Extract to read:
[Start of section]
Gerald A. Postiglione, director of the Center of Research on Education in China at the University of Hong Kong, like many educational leaders worldwide, believes the Western conception and centrality of the liberal arts will take root in China. Norman Augustine is correct and Chinese educators sense it.

High-energy, high-achieving research universities power economies.

Tremendous pressure exists in a developing economy that is shedding top-down authoritarian traditions and adopting an entrepreneurial bottom-up approach to focus on pragmatics.  But, producing “useful” skilled workers without regard to creativity, free thinking, and inquisitiveness is shortsighted.  Short-term cost-benefit thinking rather than long-term economic vision flashes brightly for a season but fades brusquely.  Chinese leaders know this, having lived the fruits of a “rote learning culture.”  The pressure to train students with marketable skills is important, but must be looked at long-term, not solely through the myopia of immediate need.

In the U.S. this consternation existed before the Morrill Act that created public research universities as we know them today signed by Abraham Lincoln in 1862. The act, its founders, and endorsers, had the vision and foresight to promote the liberal and practical education (emphasis added) of the industrial classes in the several pursuits and professions in life.”

Societies that focus on the practical, without regard to the liberal, pay the utmost long-term cost.  The power to sustain is trumped by the power to produce. The value of balance is irrefutable.  In America’s best research universities, which have ubiquitous economic impact, a broad “liberal” view of learning is absolutely essential and recognized as such by university leadership and faculty.

Examples of powerful economic impact, nurtured by a liberal arts background, are well-known in America. In 2011, Stanford faculty published a report, “Impact: Stanford University’s Economic Impact via Innovation and Entrepreneurship,” that identified 12 Companies with Stanford “DNA” whose market values exceeded $10 billion each, and whose economic impact topped $.5 trillion.  A case-by-case analysis of the entrepreneurs reveals a wide range of educational experiences but, each one of them exhibits an understanding of the value and economic power of discovery and creative thinking.

Domestic universities generated $1.8 billion in patent revenue in 2012, and more than double that in recurring royalty income.  University “profits” follow research investments yielding between a 4% and 8% return.  During 2012 in the U.S., return on investment was $54.2 billion.

California, Columbia, Dartmouth, Florida, Michigan, MIT and a host of others combine a strong liberal arts foundation with sound scientific and practical educational opportunities.  Other institutions perform proportionally to investment and vision.

Chen Yongfang, a Chinese national, studied at Bowdoin College, a perennial champion of liberal arts. His record allowed him entry into leading research universities.   He was so impressed with the Bowdoin experience he penned a book: A True Liberal Arts Education heralding the virtues of an experience little known in China.  He suggests thoughtful reflection is invaluable to individual and state.  Not a do-dad.

Our universities are responsible for vitalizing economies with skillful workers. But, uncoupled from a keenly nurtured mind that responsibility is squandered.  The marriage of creative thinking and high skill creates strong economies. Nothing else will.  The Chinese are on the precipice of belief.
[End of section]
Material provided:
[Start of section]
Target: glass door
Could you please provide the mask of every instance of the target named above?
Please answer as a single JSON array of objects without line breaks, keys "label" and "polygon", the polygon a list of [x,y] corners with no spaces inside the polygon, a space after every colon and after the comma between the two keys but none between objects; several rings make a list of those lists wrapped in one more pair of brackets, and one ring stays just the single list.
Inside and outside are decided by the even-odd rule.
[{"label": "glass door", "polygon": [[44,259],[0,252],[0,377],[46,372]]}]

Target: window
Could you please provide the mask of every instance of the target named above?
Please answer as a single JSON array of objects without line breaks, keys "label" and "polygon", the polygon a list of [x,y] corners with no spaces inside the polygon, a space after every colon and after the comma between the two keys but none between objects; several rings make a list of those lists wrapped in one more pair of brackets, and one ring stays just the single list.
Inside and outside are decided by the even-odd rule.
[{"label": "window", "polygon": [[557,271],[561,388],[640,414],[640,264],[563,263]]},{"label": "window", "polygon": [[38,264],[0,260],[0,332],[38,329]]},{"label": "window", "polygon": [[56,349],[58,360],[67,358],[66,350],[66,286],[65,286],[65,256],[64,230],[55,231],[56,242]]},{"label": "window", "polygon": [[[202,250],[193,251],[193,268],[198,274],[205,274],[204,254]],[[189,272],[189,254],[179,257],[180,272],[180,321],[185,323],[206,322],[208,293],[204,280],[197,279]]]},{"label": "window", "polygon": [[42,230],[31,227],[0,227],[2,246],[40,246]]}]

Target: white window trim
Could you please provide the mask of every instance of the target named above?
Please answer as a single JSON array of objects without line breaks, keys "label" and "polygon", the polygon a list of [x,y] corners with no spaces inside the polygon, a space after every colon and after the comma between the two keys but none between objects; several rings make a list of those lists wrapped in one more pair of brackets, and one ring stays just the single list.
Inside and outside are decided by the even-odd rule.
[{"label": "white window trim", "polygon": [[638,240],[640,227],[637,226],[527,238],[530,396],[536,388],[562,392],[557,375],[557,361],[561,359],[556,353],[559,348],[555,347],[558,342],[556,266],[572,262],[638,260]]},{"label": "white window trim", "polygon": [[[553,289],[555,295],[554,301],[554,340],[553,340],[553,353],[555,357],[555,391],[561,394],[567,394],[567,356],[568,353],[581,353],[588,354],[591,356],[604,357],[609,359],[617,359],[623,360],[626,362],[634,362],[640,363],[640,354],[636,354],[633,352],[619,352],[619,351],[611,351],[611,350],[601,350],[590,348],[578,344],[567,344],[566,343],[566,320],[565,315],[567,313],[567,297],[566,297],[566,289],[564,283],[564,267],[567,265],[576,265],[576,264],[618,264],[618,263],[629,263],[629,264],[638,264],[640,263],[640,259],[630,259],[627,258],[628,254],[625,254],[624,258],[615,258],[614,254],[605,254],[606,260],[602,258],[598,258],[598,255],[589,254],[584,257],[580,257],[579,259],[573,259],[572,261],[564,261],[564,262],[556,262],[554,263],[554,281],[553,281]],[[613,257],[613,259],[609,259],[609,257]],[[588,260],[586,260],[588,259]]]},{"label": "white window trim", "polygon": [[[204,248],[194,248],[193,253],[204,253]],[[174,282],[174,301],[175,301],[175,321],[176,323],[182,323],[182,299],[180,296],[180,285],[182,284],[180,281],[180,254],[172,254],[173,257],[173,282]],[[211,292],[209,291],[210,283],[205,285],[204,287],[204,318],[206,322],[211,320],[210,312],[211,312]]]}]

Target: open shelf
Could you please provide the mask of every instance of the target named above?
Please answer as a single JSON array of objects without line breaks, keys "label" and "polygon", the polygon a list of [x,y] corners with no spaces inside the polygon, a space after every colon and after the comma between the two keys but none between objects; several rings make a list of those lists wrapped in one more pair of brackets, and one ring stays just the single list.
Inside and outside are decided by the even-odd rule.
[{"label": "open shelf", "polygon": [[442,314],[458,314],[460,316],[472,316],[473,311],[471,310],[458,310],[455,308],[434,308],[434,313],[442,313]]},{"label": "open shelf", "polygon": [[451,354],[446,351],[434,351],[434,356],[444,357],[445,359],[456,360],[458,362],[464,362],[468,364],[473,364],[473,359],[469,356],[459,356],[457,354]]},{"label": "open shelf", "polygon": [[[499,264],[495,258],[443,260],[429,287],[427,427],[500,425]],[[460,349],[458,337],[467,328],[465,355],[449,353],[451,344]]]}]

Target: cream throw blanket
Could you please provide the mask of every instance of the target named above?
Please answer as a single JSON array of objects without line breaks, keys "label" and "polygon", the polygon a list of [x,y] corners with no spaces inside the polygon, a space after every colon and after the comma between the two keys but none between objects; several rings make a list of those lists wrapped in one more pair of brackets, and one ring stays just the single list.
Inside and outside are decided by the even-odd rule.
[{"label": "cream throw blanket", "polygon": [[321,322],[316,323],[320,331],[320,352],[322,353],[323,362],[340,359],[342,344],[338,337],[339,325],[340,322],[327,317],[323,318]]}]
[End of section]
Task details:
List every person the text on liberal arts and research universities names.

Response to the exercise:
- Gerald A. Postiglione
- Norman Augustine
- Abraham Lincoln
- Chen Yongfang